> _WORK TO DO_: Gather every line of the data below that contains the string "reflection", matching case exactly, and copy each one out in full.

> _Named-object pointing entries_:

>> Start

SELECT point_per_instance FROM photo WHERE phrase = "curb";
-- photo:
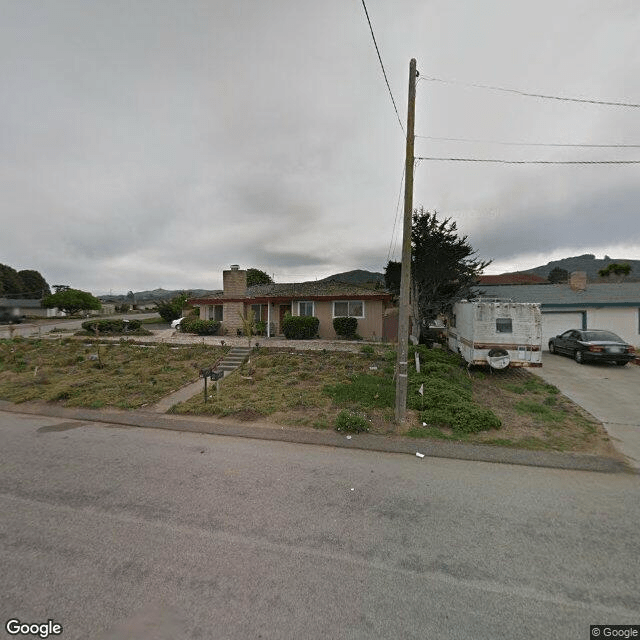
(367, 442)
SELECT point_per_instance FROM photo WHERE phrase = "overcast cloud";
(152, 143)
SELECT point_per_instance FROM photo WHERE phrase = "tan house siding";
(276, 299)
(369, 327)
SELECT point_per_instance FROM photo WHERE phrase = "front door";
(284, 309)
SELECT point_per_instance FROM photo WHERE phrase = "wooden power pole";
(405, 278)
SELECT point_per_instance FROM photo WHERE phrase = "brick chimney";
(578, 280)
(234, 282)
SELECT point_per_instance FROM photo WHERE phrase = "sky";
(152, 143)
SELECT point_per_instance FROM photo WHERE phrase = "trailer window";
(503, 325)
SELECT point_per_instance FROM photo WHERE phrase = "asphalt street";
(118, 532)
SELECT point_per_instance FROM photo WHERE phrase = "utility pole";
(405, 278)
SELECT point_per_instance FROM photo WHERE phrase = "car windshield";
(601, 336)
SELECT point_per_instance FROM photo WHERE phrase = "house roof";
(313, 290)
(623, 294)
(27, 303)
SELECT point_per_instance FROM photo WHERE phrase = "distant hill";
(357, 276)
(587, 262)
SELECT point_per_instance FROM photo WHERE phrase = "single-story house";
(271, 302)
(20, 308)
(579, 305)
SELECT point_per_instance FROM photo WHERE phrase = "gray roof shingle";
(549, 295)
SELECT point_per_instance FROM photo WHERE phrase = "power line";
(395, 220)
(384, 73)
(535, 144)
(534, 95)
(530, 161)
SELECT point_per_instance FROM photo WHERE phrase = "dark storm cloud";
(154, 143)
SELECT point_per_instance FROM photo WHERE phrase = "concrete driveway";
(608, 392)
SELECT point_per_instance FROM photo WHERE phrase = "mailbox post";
(215, 377)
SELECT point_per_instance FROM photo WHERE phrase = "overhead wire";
(384, 73)
(476, 85)
(395, 220)
(499, 161)
(533, 144)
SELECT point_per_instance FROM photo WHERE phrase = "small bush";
(351, 421)
(345, 327)
(193, 324)
(111, 326)
(300, 327)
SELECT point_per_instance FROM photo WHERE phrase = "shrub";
(345, 327)
(300, 327)
(192, 324)
(111, 326)
(349, 420)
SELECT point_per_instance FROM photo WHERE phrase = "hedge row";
(300, 327)
(111, 326)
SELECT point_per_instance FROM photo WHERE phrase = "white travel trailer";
(500, 333)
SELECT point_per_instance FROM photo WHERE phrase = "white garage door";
(555, 323)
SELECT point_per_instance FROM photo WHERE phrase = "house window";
(350, 308)
(305, 309)
(259, 312)
(215, 312)
(504, 325)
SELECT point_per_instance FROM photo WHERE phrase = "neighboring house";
(579, 305)
(20, 308)
(271, 302)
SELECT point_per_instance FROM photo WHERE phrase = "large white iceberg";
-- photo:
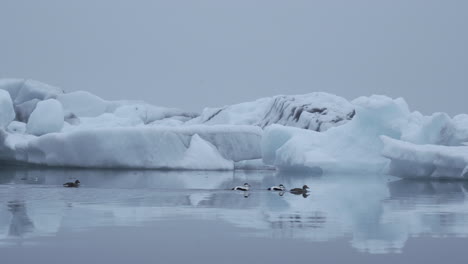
(357, 146)
(314, 111)
(46, 118)
(318, 132)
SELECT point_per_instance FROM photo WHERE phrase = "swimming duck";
(242, 188)
(277, 188)
(72, 184)
(302, 190)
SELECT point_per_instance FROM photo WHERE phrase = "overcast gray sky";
(192, 54)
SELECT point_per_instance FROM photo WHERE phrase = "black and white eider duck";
(72, 184)
(280, 188)
(302, 190)
(242, 188)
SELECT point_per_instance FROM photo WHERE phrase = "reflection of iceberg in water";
(376, 215)
(20, 222)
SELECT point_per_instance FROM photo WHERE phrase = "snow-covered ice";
(316, 132)
(7, 113)
(314, 111)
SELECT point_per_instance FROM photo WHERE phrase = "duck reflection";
(378, 215)
(20, 221)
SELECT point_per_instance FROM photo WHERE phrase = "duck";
(72, 184)
(242, 188)
(302, 190)
(277, 188)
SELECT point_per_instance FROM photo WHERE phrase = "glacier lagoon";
(148, 216)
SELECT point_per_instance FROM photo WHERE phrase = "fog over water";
(192, 54)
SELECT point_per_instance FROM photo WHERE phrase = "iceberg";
(410, 160)
(383, 137)
(46, 118)
(316, 132)
(314, 111)
(7, 113)
(140, 147)
(352, 147)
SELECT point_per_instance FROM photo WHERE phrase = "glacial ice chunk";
(410, 160)
(82, 104)
(17, 127)
(352, 147)
(143, 147)
(203, 155)
(46, 118)
(7, 112)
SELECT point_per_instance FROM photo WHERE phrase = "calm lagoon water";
(120, 216)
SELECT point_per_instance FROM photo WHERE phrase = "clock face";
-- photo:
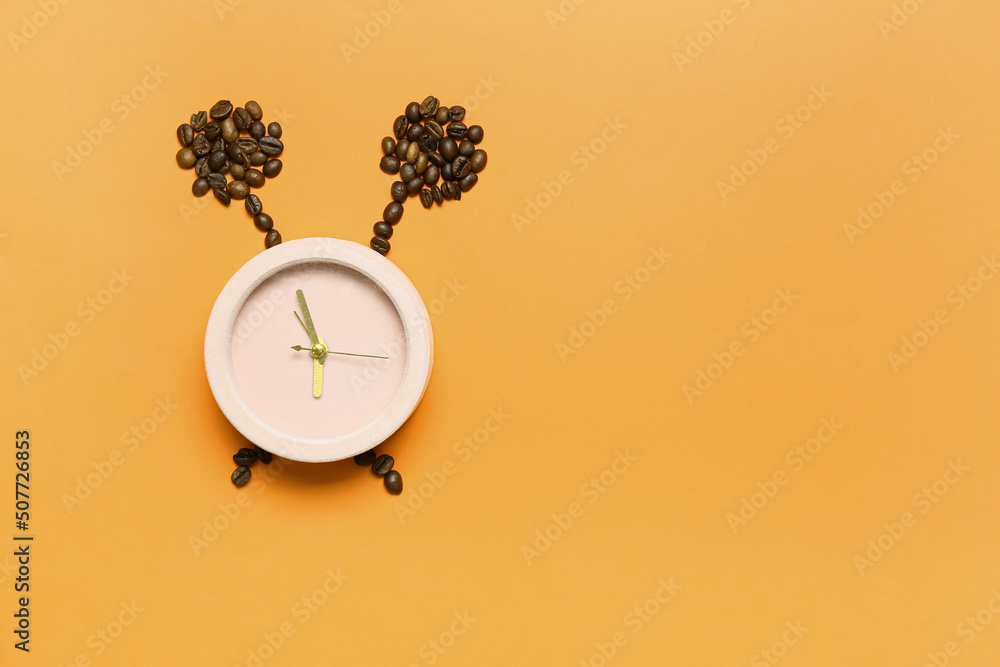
(330, 402)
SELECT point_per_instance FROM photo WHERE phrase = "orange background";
(543, 90)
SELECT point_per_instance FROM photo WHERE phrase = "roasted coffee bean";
(229, 131)
(412, 151)
(478, 160)
(198, 121)
(412, 112)
(366, 458)
(407, 172)
(400, 126)
(241, 476)
(398, 191)
(254, 110)
(271, 145)
(460, 167)
(238, 189)
(254, 178)
(242, 119)
(382, 465)
(466, 183)
(393, 482)
(393, 212)
(429, 106)
(245, 457)
(185, 134)
(263, 222)
(186, 158)
(216, 160)
(272, 168)
(448, 148)
(221, 110)
(253, 205)
(389, 164)
(434, 129)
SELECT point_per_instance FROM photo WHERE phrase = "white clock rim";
(393, 283)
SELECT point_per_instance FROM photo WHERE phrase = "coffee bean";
(229, 131)
(478, 160)
(252, 204)
(431, 175)
(272, 168)
(382, 465)
(245, 457)
(238, 189)
(254, 110)
(216, 181)
(448, 148)
(198, 121)
(429, 106)
(242, 119)
(216, 160)
(185, 134)
(389, 164)
(241, 476)
(398, 191)
(407, 172)
(393, 482)
(271, 145)
(221, 110)
(393, 212)
(186, 158)
(366, 458)
(466, 183)
(400, 126)
(263, 222)
(412, 112)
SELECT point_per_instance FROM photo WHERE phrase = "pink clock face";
(351, 314)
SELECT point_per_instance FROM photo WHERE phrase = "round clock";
(318, 349)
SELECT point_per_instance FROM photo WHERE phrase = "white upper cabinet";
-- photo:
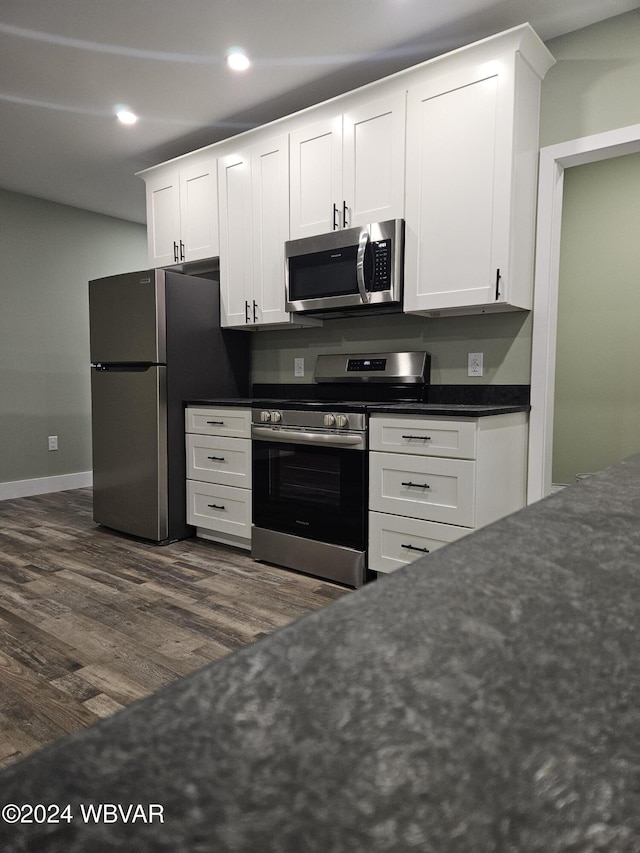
(348, 170)
(269, 229)
(236, 286)
(472, 146)
(182, 212)
(254, 225)
(450, 145)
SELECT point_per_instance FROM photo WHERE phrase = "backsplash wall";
(505, 340)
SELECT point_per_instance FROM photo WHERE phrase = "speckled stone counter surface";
(486, 698)
(449, 410)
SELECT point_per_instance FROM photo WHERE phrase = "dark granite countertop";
(447, 410)
(485, 699)
(451, 410)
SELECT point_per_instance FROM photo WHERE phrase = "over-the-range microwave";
(343, 271)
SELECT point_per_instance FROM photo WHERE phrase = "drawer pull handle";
(414, 548)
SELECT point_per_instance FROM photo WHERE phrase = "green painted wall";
(597, 400)
(49, 252)
(505, 340)
(595, 87)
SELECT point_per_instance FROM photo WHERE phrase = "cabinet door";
(234, 177)
(316, 178)
(270, 228)
(458, 179)
(163, 218)
(373, 160)
(199, 211)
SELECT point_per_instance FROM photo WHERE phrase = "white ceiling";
(65, 64)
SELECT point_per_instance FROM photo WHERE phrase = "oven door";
(314, 491)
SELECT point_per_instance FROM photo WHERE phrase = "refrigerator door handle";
(124, 366)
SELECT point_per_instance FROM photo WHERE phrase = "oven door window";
(314, 492)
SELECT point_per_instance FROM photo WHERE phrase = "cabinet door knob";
(414, 548)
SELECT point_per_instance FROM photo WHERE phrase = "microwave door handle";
(362, 247)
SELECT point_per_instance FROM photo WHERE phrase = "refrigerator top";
(127, 318)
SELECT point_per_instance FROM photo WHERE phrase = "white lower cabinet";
(218, 447)
(433, 480)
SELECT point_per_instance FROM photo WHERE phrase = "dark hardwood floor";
(91, 620)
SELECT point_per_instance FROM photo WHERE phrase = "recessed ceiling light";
(237, 59)
(124, 115)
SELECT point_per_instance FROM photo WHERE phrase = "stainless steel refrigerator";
(155, 341)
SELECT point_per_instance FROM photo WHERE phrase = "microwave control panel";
(381, 252)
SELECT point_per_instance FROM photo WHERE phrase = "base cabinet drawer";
(218, 421)
(395, 541)
(219, 508)
(218, 459)
(424, 436)
(423, 487)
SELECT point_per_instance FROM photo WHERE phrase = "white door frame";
(554, 159)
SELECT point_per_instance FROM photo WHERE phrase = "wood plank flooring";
(91, 620)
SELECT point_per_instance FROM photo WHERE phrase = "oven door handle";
(362, 248)
(348, 441)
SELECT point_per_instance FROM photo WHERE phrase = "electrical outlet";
(474, 364)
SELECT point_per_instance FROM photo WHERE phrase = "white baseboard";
(44, 485)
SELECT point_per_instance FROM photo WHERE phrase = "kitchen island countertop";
(484, 698)
(450, 410)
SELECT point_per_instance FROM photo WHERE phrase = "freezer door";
(129, 436)
(127, 320)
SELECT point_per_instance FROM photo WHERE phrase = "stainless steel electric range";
(310, 466)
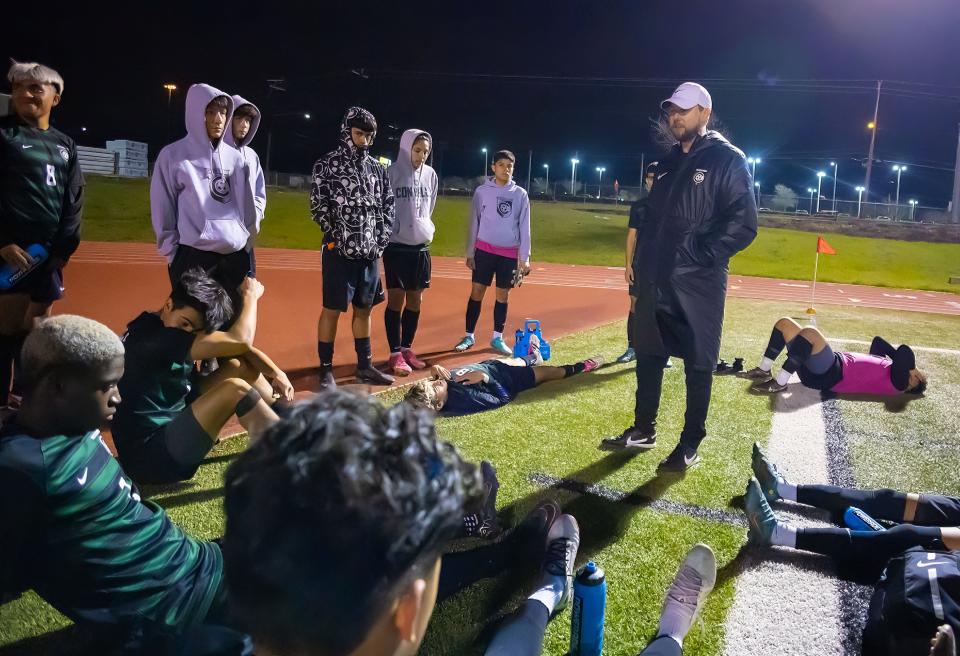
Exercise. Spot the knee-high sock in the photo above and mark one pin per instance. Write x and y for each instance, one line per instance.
(409, 321)
(391, 321)
(473, 315)
(499, 316)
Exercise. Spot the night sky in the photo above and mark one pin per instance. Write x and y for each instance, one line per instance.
(445, 67)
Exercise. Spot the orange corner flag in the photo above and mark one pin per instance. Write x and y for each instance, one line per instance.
(824, 247)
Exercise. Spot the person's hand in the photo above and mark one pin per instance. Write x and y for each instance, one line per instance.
(251, 288)
(281, 386)
(16, 257)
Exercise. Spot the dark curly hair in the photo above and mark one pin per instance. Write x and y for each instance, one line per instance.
(331, 513)
(197, 289)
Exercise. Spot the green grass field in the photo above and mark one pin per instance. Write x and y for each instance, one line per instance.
(555, 429)
(118, 210)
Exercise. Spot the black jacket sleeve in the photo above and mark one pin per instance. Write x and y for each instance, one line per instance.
(734, 226)
(67, 238)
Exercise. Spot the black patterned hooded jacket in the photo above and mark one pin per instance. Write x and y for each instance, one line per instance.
(351, 197)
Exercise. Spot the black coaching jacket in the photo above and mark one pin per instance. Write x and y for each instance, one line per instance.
(700, 212)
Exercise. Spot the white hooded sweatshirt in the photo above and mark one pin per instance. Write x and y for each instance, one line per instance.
(197, 189)
(255, 198)
(415, 195)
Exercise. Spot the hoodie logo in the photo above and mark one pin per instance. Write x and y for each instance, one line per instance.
(220, 188)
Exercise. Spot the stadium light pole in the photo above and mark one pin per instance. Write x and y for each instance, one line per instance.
(836, 170)
(820, 175)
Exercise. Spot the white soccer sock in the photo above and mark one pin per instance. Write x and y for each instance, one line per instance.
(787, 491)
(784, 535)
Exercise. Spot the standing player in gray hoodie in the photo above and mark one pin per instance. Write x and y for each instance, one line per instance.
(406, 261)
(498, 244)
(246, 121)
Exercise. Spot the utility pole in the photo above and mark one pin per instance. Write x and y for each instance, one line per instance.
(873, 141)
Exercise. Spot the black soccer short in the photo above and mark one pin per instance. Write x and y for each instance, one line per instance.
(487, 265)
(347, 282)
(407, 267)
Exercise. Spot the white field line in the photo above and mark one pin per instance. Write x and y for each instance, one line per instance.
(785, 602)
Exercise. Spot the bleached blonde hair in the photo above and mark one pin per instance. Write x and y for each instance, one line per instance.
(20, 71)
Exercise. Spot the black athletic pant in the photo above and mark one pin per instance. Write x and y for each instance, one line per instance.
(649, 370)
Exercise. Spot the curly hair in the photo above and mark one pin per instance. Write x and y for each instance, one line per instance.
(331, 512)
(198, 290)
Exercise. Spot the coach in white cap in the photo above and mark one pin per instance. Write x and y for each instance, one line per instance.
(700, 212)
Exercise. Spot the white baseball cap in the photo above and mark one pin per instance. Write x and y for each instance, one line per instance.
(688, 95)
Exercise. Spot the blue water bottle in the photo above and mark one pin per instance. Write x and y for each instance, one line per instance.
(10, 275)
(857, 520)
(589, 604)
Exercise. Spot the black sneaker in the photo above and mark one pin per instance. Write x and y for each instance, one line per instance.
(371, 374)
(680, 459)
(632, 438)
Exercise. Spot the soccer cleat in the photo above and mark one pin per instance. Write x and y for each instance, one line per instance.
(688, 592)
(632, 438)
(412, 359)
(466, 343)
(398, 365)
(371, 374)
(767, 474)
(500, 346)
(769, 386)
(628, 356)
(680, 460)
(755, 374)
(760, 517)
(563, 540)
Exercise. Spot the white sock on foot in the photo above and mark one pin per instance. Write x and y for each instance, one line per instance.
(784, 535)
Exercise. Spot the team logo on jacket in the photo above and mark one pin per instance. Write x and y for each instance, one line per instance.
(220, 188)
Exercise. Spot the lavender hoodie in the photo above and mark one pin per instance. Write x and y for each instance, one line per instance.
(255, 198)
(197, 189)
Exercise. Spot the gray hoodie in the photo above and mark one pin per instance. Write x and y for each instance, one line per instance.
(255, 199)
(196, 189)
(415, 195)
(500, 216)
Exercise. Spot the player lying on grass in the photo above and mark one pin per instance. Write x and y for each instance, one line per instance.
(489, 384)
(922, 520)
(170, 416)
(885, 371)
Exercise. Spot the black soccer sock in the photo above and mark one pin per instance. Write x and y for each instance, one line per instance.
(325, 351)
(409, 322)
(391, 320)
(798, 352)
(499, 316)
(775, 345)
(473, 315)
(362, 346)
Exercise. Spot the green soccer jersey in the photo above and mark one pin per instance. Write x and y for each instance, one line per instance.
(76, 530)
(41, 188)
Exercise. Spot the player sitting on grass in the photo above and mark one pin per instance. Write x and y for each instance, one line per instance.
(885, 371)
(489, 384)
(395, 494)
(170, 417)
(922, 520)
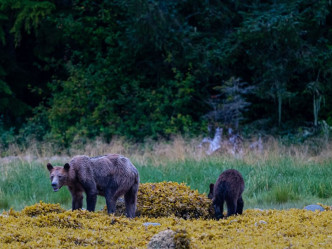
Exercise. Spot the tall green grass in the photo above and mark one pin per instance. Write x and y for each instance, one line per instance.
(273, 183)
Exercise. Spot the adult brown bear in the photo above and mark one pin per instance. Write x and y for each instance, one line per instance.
(110, 175)
(228, 187)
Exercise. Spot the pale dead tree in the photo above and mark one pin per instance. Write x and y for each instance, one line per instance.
(257, 145)
(235, 142)
(215, 143)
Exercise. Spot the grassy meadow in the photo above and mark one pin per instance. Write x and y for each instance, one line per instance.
(279, 177)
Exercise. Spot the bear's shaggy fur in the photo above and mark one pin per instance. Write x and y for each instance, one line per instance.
(110, 175)
(228, 187)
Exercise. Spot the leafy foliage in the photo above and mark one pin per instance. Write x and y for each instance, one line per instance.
(148, 68)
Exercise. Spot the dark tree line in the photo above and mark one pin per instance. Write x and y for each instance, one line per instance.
(80, 68)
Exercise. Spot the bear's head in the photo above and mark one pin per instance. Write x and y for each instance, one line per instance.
(58, 175)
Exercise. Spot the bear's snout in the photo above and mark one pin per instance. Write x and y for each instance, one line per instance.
(55, 187)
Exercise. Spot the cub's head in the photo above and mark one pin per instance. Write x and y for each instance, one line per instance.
(58, 176)
(210, 195)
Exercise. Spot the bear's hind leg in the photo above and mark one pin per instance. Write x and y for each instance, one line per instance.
(240, 205)
(231, 206)
(77, 198)
(111, 195)
(91, 195)
(131, 200)
(218, 205)
(77, 202)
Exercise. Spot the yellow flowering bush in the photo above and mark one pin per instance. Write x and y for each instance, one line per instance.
(164, 199)
(49, 226)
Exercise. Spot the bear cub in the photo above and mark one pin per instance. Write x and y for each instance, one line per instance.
(228, 187)
(110, 175)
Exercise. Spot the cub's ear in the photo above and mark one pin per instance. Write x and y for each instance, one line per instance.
(49, 167)
(66, 167)
(211, 188)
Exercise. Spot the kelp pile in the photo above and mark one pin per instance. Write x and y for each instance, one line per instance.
(49, 226)
(165, 199)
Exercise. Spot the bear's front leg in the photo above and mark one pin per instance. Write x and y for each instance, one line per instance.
(91, 200)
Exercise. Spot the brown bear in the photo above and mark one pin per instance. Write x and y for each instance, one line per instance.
(110, 175)
(228, 187)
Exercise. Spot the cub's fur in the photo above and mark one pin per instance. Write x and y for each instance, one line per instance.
(228, 187)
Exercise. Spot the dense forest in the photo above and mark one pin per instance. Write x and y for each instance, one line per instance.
(149, 68)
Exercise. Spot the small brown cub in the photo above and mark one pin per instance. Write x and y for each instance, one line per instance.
(229, 188)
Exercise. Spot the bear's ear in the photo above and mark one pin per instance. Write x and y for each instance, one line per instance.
(66, 167)
(49, 167)
(211, 188)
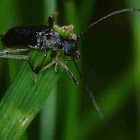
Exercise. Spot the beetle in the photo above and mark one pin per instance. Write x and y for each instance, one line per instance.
(24, 38)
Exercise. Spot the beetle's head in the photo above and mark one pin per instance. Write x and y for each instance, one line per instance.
(70, 49)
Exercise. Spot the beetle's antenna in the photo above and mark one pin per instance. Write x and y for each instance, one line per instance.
(88, 90)
(109, 15)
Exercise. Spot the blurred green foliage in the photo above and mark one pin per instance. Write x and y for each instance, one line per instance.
(109, 62)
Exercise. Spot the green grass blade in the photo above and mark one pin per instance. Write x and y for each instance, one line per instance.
(23, 101)
(47, 114)
(135, 18)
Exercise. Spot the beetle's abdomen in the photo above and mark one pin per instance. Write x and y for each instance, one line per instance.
(22, 36)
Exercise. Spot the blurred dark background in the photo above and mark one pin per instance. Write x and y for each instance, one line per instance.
(109, 62)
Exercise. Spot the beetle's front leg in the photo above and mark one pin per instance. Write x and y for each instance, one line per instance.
(38, 68)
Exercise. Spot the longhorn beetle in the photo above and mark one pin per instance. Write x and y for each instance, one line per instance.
(50, 37)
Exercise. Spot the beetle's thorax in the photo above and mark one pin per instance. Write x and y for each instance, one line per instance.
(55, 41)
(50, 40)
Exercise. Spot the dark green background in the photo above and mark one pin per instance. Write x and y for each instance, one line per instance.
(109, 62)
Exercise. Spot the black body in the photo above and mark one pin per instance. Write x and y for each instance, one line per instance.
(22, 36)
(39, 37)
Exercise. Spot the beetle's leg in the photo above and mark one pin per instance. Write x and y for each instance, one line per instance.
(53, 55)
(68, 70)
(47, 66)
(26, 57)
(35, 71)
(50, 21)
(38, 68)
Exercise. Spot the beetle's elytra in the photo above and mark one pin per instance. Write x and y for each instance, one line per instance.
(54, 38)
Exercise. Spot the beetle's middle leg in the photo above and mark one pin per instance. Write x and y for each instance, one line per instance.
(56, 62)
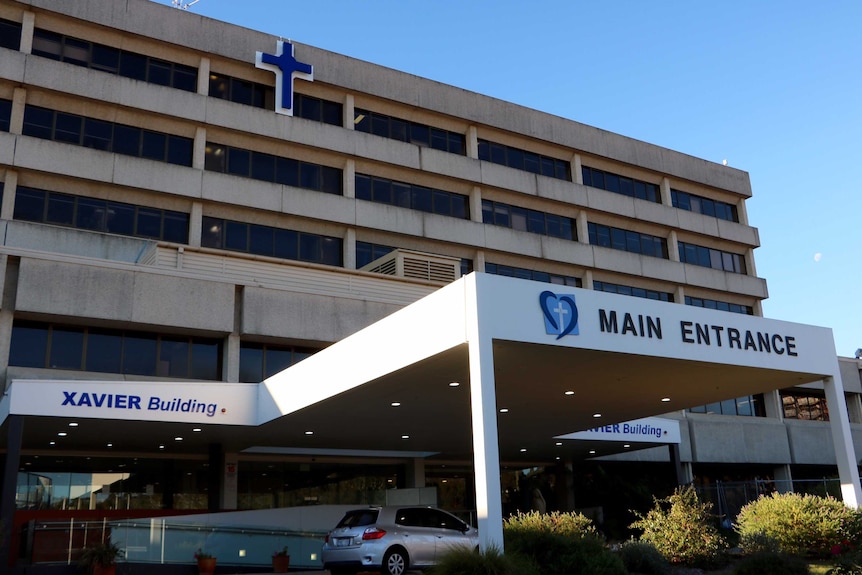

>> End

> _REPLY_:
SELECT point_per_instance FROM photo WHERE phrase = "reflection of iceberg in water";
SELECT point_per_instance FROM photo WHERE phrase = "duck reflection";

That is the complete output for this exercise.